▶ **Task description**
Format the entries below as a numbered list and leave out any blank lines.
START
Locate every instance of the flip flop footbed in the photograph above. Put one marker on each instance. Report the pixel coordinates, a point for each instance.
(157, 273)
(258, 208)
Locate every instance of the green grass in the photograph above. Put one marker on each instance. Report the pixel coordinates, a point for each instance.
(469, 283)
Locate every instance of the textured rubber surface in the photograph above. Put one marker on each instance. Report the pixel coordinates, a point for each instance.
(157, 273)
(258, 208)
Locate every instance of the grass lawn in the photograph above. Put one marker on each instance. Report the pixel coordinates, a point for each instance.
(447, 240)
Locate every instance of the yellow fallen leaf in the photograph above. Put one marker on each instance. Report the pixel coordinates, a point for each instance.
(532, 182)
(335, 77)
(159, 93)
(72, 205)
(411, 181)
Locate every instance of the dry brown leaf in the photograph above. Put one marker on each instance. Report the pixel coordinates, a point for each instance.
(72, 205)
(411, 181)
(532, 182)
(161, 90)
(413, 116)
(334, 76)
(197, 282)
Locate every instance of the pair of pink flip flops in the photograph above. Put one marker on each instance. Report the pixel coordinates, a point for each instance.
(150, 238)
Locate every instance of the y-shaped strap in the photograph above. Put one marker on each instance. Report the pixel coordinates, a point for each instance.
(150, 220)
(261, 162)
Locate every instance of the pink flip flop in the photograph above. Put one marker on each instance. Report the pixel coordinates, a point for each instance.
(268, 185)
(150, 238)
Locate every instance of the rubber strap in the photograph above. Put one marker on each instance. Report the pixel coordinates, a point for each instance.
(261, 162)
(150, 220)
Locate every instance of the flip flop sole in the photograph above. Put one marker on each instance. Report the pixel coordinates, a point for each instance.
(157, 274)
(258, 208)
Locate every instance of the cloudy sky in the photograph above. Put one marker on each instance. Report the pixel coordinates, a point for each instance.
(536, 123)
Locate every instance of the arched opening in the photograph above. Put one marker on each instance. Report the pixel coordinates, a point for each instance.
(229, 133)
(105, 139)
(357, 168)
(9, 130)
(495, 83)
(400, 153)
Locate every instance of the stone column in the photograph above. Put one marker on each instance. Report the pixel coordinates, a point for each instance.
END
▶ **Exercise output**
1. Locate every instance of the flip flop footbed in the photograph above. Put one marker on each instance. Report the pixel coordinates, a point for each instance.
2. (157, 273)
3. (258, 208)
4. Locate every instance of the green grass in the photograph above. Put one marker on each instance. Report the pixel coordinates, a point for each instance.
5. (469, 283)
6. Locate every instance of the textured rubber surface in the photograph above. Put one marker on each instance. Report the pixel coordinates, a point for each instance.
7. (157, 273)
8. (258, 208)
9. Locate every instance of the grass lawn in the photograph above. Put one marker on each instance. Report the pixel coordinates, a point for each instance.
10. (447, 240)
11. Locate every instance of the yellow fallen leaf in the photograph above. Put one marker on each instance. Report the pixel coordinates, a point for each instance.
12. (532, 182)
13. (335, 77)
14. (159, 93)
15. (72, 205)
16. (411, 181)
17. Locate every instance of the dry brown leaf in the photograph above. Put one marker on each instance. Report the pixel coordinates, a point for each instance.
18. (72, 205)
19. (411, 181)
20. (532, 182)
21. (161, 90)
22. (413, 116)
23. (334, 76)
24. (197, 282)
25. Locate every instance of the pair of pink flip flops in the photograph above. Put one marker on each instance. Report the pixel coordinates, a point for each instance.
26. (150, 238)
27. Locate every instance of the y-shaped strap in the photograph above. Put one marker on each instance. Report the pixel coordinates, a point for each instance.
28. (150, 220)
29. (261, 162)
30. Locate every instance of the pink flip flop in the photograph above. Put one marker on each instance. Report the pixel coordinates, a point for each instance.
31. (268, 185)
32. (150, 238)
33. Locate every instance of the rubber strap in the photograph above. Put one marker on each instance. Report the pixel coordinates, a point for each instance.
34. (261, 162)
35. (150, 220)
36. Locate every instance of the flip flop sole in the photograph above. Put one marker on each instance. Report the pixel coordinates, a point for each instance.
37. (157, 274)
38. (258, 208)
39. Locate every instance of the cloudy sky in the photograph above. Put one marker on each instance. Report the pixel coordinates, a point for each instance.
40. (536, 123)
41. Locate every instance of the arched opening in the photograph above. Put one marker on each instance. Report the pixel coordinates, a point for each instance.
42. (229, 133)
43. (105, 139)
44. (357, 168)
45. (9, 130)
46. (495, 83)
47. (400, 153)
48. Locate every instance of the stone column in the photograph above. Put one marker on each instance. Report the pixel coordinates, a point for each instance.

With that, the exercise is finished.